__YOUR OBJECTIVE__.
Would you copy out the following entries exactly, without any of the pictures?

__RECORD EXTRACTS__.
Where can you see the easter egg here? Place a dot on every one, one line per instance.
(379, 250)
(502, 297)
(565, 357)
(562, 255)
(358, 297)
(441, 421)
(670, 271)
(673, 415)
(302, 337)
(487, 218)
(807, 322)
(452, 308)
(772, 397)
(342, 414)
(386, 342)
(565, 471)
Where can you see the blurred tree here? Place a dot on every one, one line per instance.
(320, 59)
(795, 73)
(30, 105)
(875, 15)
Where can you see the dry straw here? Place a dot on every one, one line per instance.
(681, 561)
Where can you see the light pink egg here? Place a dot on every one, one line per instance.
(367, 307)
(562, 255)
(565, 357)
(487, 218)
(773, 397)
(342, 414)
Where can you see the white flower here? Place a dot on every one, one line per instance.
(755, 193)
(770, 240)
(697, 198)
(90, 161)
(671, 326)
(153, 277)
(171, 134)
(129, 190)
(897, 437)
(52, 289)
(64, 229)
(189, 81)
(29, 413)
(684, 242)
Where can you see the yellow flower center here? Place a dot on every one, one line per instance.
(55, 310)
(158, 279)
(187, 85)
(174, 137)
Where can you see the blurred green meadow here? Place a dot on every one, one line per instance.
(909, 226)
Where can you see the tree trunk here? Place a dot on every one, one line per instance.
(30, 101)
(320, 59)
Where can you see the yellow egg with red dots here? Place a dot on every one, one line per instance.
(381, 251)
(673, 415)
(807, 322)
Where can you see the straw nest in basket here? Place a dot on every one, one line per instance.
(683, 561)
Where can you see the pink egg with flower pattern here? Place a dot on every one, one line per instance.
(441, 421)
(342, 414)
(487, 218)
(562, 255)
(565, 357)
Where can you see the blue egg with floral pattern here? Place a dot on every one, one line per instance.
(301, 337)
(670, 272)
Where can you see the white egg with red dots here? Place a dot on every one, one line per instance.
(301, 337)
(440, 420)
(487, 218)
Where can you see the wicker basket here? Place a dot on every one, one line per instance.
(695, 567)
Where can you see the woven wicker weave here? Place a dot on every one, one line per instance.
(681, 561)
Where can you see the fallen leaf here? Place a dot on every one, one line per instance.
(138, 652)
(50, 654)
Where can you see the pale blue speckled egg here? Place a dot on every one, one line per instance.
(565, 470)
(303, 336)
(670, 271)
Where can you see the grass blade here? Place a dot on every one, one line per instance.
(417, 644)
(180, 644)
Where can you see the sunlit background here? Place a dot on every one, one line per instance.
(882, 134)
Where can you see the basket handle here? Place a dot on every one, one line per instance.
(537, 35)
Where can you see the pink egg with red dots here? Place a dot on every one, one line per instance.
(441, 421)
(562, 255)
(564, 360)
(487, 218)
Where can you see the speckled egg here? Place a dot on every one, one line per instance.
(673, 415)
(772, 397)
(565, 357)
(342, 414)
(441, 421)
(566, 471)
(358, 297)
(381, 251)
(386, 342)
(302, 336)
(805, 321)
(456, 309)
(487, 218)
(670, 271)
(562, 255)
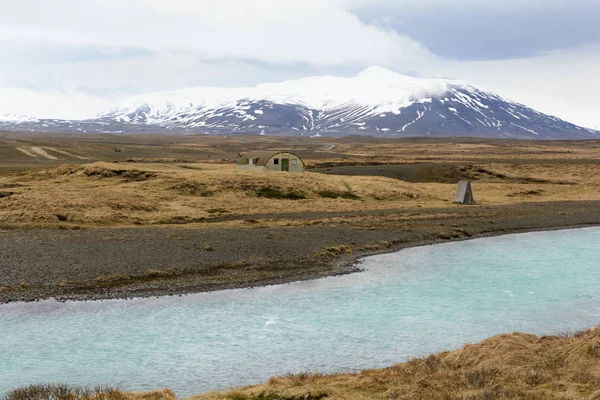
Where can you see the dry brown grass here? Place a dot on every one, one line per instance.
(156, 187)
(515, 366)
(113, 194)
(66, 392)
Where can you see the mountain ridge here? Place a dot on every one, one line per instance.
(376, 102)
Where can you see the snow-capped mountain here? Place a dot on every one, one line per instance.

__TASK RESPONSE__.
Where can you see the easter egg here? Place a dot on every one, one line per instance.
(379, 250)
(502, 297)
(565, 357)
(562, 255)
(358, 297)
(441, 421)
(670, 271)
(673, 415)
(302, 337)
(487, 218)
(807, 322)
(452, 308)
(772, 397)
(342, 414)
(386, 342)
(565, 471)
Where can you see the blurred tree here? Place a dot on every one, one line per instance.
(320, 59)
(795, 73)
(30, 105)
(875, 15)
Where can you see the dry straw here? Place a dot on every one, one line per instance.
(681, 561)
Where can you see the light pink egg here? Place a dot on every one, one line per instance.
(367, 307)
(562, 255)
(565, 357)
(487, 218)
(773, 397)
(342, 414)
Where can you see the white flower here? Place a dot on every one, one line per instance.
(755, 193)
(770, 240)
(697, 198)
(90, 161)
(671, 326)
(153, 277)
(171, 134)
(129, 190)
(897, 437)
(52, 289)
(64, 229)
(189, 81)
(29, 413)
(684, 242)
Where can you see the yellow flower center here? Place a dot on every one, one line per instance.
(55, 310)
(158, 279)
(187, 85)
(174, 137)
Where can you see the blurred green meadow here? Place a dot on every one, one line per instance.
(909, 226)
Where can you see the tree trunk here? Place a dot on every one, one line per instance.
(30, 101)
(320, 59)
Where can you see the yellow egg with red dots here? Place a dot on every one, one line per instance.
(381, 251)
(673, 415)
(807, 322)
Where can you see the straw nest in basket here? Place a dot on every one, one line per instance.
(683, 561)
Where can you see the pink egg with flower pattern here? Place a dot on every one, one line per instance.
(441, 421)
(342, 414)
(487, 218)
(562, 255)
(565, 357)
Where can you see the blue egg with floral pattern here? Place a dot on every one, one line per instance.
(301, 337)
(670, 272)
Where can you see the white egg with red dots here? Place a dot on every one, one line per instance.
(301, 337)
(440, 420)
(487, 218)
Where can you see the wicker basket here? Place a dot on every one, one line per instance.
(695, 567)
Where can you see the woven wicker weave here? Place a dot on every one, one line per instance.
(681, 561)
Where can you see the fallen leaf here? Place a dot on every one, one line per instance.
(138, 652)
(50, 654)
Where can you see the pale blue speckled egg here? Place a dot on every one, one line per instance.
(565, 470)
(303, 336)
(670, 271)
Where can you see the grass blade here? Place a dot on every one, one line per instance.
(417, 644)
(180, 644)
Where can you see the sunlit background here? Place a dot on every one, one line per instance.
(882, 134)
Where can you see the basket handle here? Place a dot on every one, one line per instance.
(537, 35)
Where can you see the pink egg with red dots here? Place a dot on every one, one line per instance.
(441, 421)
(562, 255)
(564, 360)
(487, 218)
Where can you see the speckled egg here? Place a dot on every one, one line per instance.
(673, 415)
(772, 397)
(565, 357)
(342, 414)
(441, 421)
(566, 471)
(358, 297)
(381, 251)
(386, 342)
(302, 336)
(805, 321)
(456, 309)
(487, 218)
(670, 271)
(562, 255)
Where can you see the dry brown grass here? Place a dot on every one, one line per instance.
(156, 187)
(515, 366)
(113, 194)
(66, 392)
Where can you see the mountain ridge here? Place a dot on every one, one line per instance.
(376, 102)
Where can you see the snow-capped mountain here? Place a dot on every one, one line per instance.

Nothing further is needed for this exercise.